== Stated problem ==
Copy the lines of the listing word for word, starting at the line that contains "notation: point(471, 446)." and continuing through the end of the listing.

[Listing of labeled points]
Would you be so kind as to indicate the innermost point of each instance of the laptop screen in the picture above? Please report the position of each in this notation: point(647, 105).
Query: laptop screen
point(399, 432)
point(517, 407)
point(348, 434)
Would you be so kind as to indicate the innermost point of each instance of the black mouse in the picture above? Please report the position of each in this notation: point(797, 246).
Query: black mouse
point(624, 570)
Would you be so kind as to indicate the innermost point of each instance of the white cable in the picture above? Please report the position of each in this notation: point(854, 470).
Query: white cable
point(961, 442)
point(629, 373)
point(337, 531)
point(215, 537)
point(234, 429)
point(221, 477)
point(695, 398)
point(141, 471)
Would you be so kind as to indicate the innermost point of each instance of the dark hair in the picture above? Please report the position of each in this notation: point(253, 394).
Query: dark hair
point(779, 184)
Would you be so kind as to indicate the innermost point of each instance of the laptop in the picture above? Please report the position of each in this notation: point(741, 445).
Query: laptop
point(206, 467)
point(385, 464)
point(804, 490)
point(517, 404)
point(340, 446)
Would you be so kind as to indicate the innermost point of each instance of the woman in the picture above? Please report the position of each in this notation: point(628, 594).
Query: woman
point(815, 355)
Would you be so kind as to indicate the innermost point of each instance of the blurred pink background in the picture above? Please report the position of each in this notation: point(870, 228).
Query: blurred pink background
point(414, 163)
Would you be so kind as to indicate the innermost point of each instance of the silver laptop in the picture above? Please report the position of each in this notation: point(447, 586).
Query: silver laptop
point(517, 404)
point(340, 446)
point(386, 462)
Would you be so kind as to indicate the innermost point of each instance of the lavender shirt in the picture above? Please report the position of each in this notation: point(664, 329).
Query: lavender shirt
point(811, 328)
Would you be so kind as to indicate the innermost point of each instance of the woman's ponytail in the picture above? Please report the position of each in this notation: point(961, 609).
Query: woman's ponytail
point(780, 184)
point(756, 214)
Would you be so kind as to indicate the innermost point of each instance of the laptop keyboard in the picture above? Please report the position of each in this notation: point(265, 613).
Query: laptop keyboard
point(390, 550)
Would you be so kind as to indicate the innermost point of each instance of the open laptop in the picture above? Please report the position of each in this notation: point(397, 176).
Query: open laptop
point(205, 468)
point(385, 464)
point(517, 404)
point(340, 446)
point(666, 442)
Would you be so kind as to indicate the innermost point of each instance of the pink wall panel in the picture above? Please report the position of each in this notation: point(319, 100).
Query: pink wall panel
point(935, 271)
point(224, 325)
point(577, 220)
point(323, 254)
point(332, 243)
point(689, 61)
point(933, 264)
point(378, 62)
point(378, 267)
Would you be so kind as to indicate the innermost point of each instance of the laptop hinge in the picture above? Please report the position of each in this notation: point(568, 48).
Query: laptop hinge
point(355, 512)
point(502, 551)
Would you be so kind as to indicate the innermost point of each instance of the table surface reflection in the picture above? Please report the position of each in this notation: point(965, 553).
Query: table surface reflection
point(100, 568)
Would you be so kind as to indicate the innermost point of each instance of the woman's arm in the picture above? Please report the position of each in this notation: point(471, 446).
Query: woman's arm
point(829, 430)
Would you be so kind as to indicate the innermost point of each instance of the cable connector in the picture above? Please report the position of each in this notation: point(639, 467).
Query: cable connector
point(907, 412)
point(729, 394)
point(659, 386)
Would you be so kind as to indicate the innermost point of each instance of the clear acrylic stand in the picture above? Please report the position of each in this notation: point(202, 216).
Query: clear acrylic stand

== Response to the task ==
Would you be so kind as to indicate the innermost point of each instance of the woman's arm in the picture above? Please report the position of each in this notation: point(471, 446).
Query: woman's arm
point(829, 430)
Would you be so kind as to indicate the innermost point of each instance of the cable connector in the picture above? Please report the position of each in this notation: point(639, 467).
Query: cable connector
point(907, 412)
point(729, 394)
point(659, 386)
Would you be so kind as to indicate the innermost point of each instance of the clear acrylic stand in the picture above? Please report the position of each in this notation: point(202, 216).
Query: clear acrylic stand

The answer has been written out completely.